The middle class seems to have become especially sensitive to this sort of thing. When I saw the cluster of makeshift shacks at the Tis Hazari Court, I said to my divorce lawyer in a good-humoured way that it looked like a fish market. He gave me a look that made me feel like I was making fun of his poverty.
***
I now notice things I didn’t before.
My divorce lawyer is quite a wonderful character. He is an upper caste Hindu in his early forties. He seems to think that his ample paunch is proof of his professional success.
He is married to a Muslim; but he represents the Hindu Mahasabha, and he seemed to be rightwing. He often mentioned caste in conversation, but he also represents several consumer forums. In this he is typically Indian. It takes a lot to make us see a contradiction. We are born Hegelians: masters of reconciliation and fine distinction.
I say “we” so easily. But could I have objectified him with such clarity if I’d never left?
***
There are things I don’t do that I would’ve done before.
I remember the exact moment when political disagreements began in my family. It was when the BJP became a mainstream political party in the 90s. I was shocked that my parents signed up without a second thought.
Only a few years earlier, I’d gone to see a documentary film on the RSS with my father. After the film, my father asked the filmmaker why he had chosen to make a film on an organization on the far Right instead of simply ignoring it.
I asked my father this time why he’d begun to support the BJP when he didn’t even want people to make films on the RSS at one time. But there was no BJP for many years, he responded. " As soon as it became a mainstream right-wing party, I began to vote for it".
It makes sense in retrospect. My parents were born to provincial landlords and raised in orthodox joint family settings. Their families had seen hardship post-independence, and so they’d come to Delhi, the big city, in the seventies with very little. Slowly, they built themselves a comfortable life: a three bedroom apartment and savings for their old age.
When the BJP began to preach militant nationalism, and religious and cultural conservatism, they heard their own repressed inner voices. They realized that they’d always hated Nehruvian cosmopolitanism and Western manners.
I have a visceral distaste for authoritarianism. I don’t know where it comes from. My father thinks it’s my red college education. But whatever it is, I’ve been passionately debating politics with my family for many years.
When I visited this time, I saw a yoga guru called Baba Ramdev railing against corruption while sharing the dais with Hindu saints and right-wing leaders. I saw it as yet another right-wing gambit. But my father and I did not discuss it as we watched him on TV at dinner. It would’ve galvanized us both a decade ago.
Maybe we were just too battle weary. Maybe we are so set in our ways now that there is no longer any room for debate. Or maybe I’ve become too much of an outsider to matter anymore.
***
There are thoughts I have that I would not have had before.
Those who travel on the new Metro are in awe of it. They behave like poor guests at a rich man’s wedding. Queues form spontaneously. There is little jostling for seats. This is the same crowd that tore into buses in animal frenzy a decade ago. They’ve changed, these petit bourgeois; they’re beginning to resemble the bourgeoisie.
It is harder now to distinguish the students belonging to prosperous families from couriers, small-time shopkeepers and technicians. They all wear jeans and T-shirts and carry cellphones. The cheap trousers and tired looking bush shirts that once characterized the lower middle class have disappeared.

══════════════════════════════

REQUIRED TASKS:
**a)** Reproduce the passage of the essay on returning to Delhi starting at "When I visited" and ending at "both a decade ago.", swapping "dinner" for "lunch".
**b)** Extend the essay on returning to Delhi past its final sentence.

══════════════════════════════

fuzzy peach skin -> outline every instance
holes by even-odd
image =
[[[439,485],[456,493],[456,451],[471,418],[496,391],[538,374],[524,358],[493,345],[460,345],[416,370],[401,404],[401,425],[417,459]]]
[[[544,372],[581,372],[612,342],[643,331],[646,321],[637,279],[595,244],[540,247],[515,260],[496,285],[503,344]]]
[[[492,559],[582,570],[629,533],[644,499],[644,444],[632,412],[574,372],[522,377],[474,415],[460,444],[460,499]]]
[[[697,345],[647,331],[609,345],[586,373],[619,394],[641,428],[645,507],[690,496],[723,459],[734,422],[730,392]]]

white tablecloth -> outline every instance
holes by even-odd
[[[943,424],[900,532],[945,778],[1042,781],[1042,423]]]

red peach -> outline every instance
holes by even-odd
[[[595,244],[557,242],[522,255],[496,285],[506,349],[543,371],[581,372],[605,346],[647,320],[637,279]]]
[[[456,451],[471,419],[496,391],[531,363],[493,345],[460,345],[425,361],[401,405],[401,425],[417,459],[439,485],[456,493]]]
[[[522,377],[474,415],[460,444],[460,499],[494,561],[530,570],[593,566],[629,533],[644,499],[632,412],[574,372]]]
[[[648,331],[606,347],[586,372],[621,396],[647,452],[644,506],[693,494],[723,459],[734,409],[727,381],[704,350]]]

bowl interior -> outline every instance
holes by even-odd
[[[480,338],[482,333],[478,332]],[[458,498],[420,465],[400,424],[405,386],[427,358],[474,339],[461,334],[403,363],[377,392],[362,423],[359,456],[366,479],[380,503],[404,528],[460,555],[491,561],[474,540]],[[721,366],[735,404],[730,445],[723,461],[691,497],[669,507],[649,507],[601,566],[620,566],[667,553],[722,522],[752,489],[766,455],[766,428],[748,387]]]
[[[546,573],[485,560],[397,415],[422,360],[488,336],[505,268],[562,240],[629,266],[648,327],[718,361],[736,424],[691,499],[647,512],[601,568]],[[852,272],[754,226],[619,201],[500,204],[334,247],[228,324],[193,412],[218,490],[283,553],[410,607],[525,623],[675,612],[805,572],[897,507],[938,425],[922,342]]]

══════════════════════════════

ANSWERS BELOW:
**a)**
When I visited this time, I saw a yoga guru called Baba Ramdev railing against corruption while sharing the dais with Hindu saints and right-wing leaders. I saw it as yet another right-wing gambit. But my father and I did not discuss it as we watched him on TV at lunch. It would’ve galvanized us both a decade ago.

**b)**
I watch their faces on the subway. I want to know if their expressions have changed. It’s an odd inquiry. But I try to convince myself that the run-of-the-mill face in Atlanta is not the same as the run-of-the-mill face in Delhi.
The face in Atlanta is exhausted and diligently polite. It has known defeat and guilt and despair. It is used to suppressing anger. It is a face that has seen the war against the Native Americans, the War of Independence, the Civil War, the World Wars, the Sixties, the Iraq war, and so on.
The face in Delhi used to be lazier. It was fatalistic in the face of hardship. It shied away from conflict. It did not understand labels like “mediocre.” It was a nicely puerile and unlined face.
It’s still the same, except that it looks busier. It seems to be learning very slowly, the art of this-worldly things.
I know that, by having thoughts of this kind, I’ve indulged in a terrible bit of romanticism and a rank generalization. I cannot forgive myself for it. I feel like an absentee landlord, or an 18th century European traveller to the East Indies.
But these are the thoughts I really did have.
***
There are questions that I do not feel the need to ask anymore.
We were worried that we’d all turn into Americans when India liberalized in my teens. We’d started to buy Levi’s and Nike, and to get our values from M*A*S*H. We’d begun secretly to wish for money.
I’d grown up bookish. I’d read European and American literature and philosophy. I didn’t understand the value of money. But still, I’d felt that the Far West had come a bit closer to me. Perhaps it was just the fact that there was something new and exciting in the air.
The fear of liberalization is now gone from the small talk of the café pundits. The so-called “Indian” mind seems to have calmly divorced the economic from the cultural with a surgical precision.
For my provincial rickshaw puller, the lack of adequate subway lines has meant new business. It has not led him to think of love marriage. For the capitalists, it has meant better clothing and snazzier restaurants. It has not stopped them from railing against premarital sex, or buying indigenous khadi products. For the Leftist, it has meant a daze of confusion. It has not meant a student revolution.
This time I, too, buried this fear. It’s time to reimagine the world order in any case. The old problems are disappearing quickly. And besides, they’re beginning to understand in the Far East that the West is just too damned far away for genuine envy. You can only truly envy your immediate geographical neighbours.
***
I cannot relate to the younger versions of myself anymore.
I’d lost touch with my Delhi friends. They came in two kinds: conformist and non-conformist. The former are making pots of money in the Corporate sector, while the latter are writing, or editing, or doing social work. I belong to the non-conformists because I teach philosophy at a small liberal arts college in America.
I met some of my ilk this time, and realized that I still felt a lot of affection for them.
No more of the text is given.